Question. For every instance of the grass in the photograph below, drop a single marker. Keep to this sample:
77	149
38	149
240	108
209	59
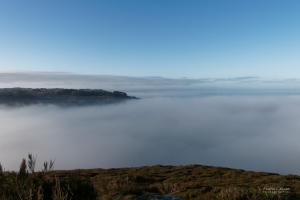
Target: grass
194	182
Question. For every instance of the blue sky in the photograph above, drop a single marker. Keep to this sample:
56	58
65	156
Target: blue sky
170	38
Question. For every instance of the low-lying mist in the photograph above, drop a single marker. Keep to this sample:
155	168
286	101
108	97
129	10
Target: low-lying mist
251	132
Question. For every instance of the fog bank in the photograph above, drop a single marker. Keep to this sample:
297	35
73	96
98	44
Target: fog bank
250	132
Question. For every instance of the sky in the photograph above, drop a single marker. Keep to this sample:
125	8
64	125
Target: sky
168	38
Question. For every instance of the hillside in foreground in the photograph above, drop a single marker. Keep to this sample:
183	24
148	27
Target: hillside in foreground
194	182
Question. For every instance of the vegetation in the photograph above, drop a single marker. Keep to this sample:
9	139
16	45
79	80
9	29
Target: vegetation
60	96
194	182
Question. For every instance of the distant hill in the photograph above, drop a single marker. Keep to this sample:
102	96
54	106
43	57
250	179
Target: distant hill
60	96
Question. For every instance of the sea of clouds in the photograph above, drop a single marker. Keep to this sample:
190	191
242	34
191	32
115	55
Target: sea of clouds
223	122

* **WHAT TO PRODUCE**
Once the pictures are removed, output the entries above exactly as given.

* **EXERCISE RESPONSE**
Question. For every instance of the grass in the photograph below, drop a single marker. Keep to this sample:
77	149
38	149
240	108
209	59
Target: grass
194	182
Question. For every instance of the blue sky in the photograph above, drop a single marker. Keep to this sample:
56	58
65	156
Target: blue sky
170	38
Question. For every instance of the low-lying mist in the photograph above, drop a single marker. Keep to this sample:
155	168
286	101
108	97
129	10
Target: low-lying mist
251	132
Question. For every instance of the fog bank in the photograph above, drop a single marker. Keep to this sample:
297	35
73	96
98	44
Target: fog bank
250	132
Question. For every instance of the sky in the photograph above, drop a single marker. Keep to this sample:
125	8
64	125
Target: sky
168	38
Question. For every instance of the hillside in foreground in the photograph above, drop a single marker. Keep to this sample:
183	24
148	27
Target: hillside in foreground
194	182
Question. For every instance of the vegetation in the photograph above, drop a single marker. Keep to this sample:
9	139
16	45
79	80
9	29
Target: vegetation
60	96
194	182
Question. For every instance of the distant hill in the photograph above, drop a single marker. Keep to this sample:
102	96
54	106
43	57
250	179
Target: distant hill
60	96
Question. For every instance of the sea of clouds in the photograph above, drop a single marker. Keep to this sample:
190	191
242	34
191	32
115	55
Target: sea of clouds
223	122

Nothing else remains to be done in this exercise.